[Location annotation dataset excerpts]
+--

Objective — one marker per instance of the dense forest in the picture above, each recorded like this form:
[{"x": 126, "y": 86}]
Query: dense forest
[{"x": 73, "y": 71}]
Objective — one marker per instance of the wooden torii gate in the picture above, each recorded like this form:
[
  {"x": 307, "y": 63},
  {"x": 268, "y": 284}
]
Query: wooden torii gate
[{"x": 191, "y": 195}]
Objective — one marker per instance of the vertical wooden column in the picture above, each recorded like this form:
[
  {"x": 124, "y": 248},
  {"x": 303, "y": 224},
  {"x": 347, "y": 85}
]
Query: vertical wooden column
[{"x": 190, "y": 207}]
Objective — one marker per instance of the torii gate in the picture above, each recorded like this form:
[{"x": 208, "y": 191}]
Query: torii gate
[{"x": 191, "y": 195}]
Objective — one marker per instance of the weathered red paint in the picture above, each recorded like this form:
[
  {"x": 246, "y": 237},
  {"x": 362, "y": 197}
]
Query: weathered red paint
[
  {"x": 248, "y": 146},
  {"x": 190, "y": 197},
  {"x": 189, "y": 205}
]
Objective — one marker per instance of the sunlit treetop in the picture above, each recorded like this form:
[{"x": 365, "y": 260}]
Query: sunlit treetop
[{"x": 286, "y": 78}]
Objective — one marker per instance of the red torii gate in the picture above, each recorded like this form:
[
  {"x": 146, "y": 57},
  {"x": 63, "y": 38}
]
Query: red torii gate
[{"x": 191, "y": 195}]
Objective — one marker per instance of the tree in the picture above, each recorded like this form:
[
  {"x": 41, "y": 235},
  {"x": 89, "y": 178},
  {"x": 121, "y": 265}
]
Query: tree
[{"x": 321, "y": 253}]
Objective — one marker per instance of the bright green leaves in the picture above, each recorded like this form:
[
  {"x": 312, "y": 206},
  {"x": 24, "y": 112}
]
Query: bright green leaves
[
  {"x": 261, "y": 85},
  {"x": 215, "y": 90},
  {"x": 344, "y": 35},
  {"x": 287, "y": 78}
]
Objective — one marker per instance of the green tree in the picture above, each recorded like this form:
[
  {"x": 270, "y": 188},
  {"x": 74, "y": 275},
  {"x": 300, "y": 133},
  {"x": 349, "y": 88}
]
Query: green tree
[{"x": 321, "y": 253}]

+--

§ The task: Rewrite the lines beginning with the line that contains "Objective — one marker per instance of the sunlit" and continuing through the last line, replacing "marker" with "point" and keeping everything else unchanged.

§ Solution:
Objective — one point per instance of the sunlit treetop in the picture above, each recorded like this form:
[{"x": 365, "y": 260}]
Query: sunlit treetop
[{"x": 286, "y": 78}]
Objective — one point per instance of the red torii gate in the picture above, each recorded like this form:
[
  {"x": 146, "y": 57},
  {"x": 63, "y": 38}
]
Query: red torii gate
[{"x": 191, "y": 195}]
Objective — one point per instance of the tree in the picture above, each recorded like this form:
[
  {"x": 41, "y": 235},
  {"x": 89, "y": 178},
  {"x": 121, "y": 265}
]
Query: tree
[{"x": 321, "y": 253}]
Objective — one point per instance of the bright green leaves in the picture above, each recorded like this form:
[
  {"x": 312, "y": 206},
  {"x": 24, "y": 112}
]
Query: bright green leaves
[
  {"x": 261, "y": 85},
  {"x": 215, "y": 90},
  {"x": 344, "y": 35},
  {"x": 287, "y": 78}
]
Objective — one point per instance of the green tree in the picture above, each recorded like this form:
[
  {"x": 270, "y": 188},
  {"x": 74, "y": 275},
  {"x": 300, "y": 133},
  {"x": 349, "y": 88}
]
Query: green tree
[{"x": 321, "y": 253}]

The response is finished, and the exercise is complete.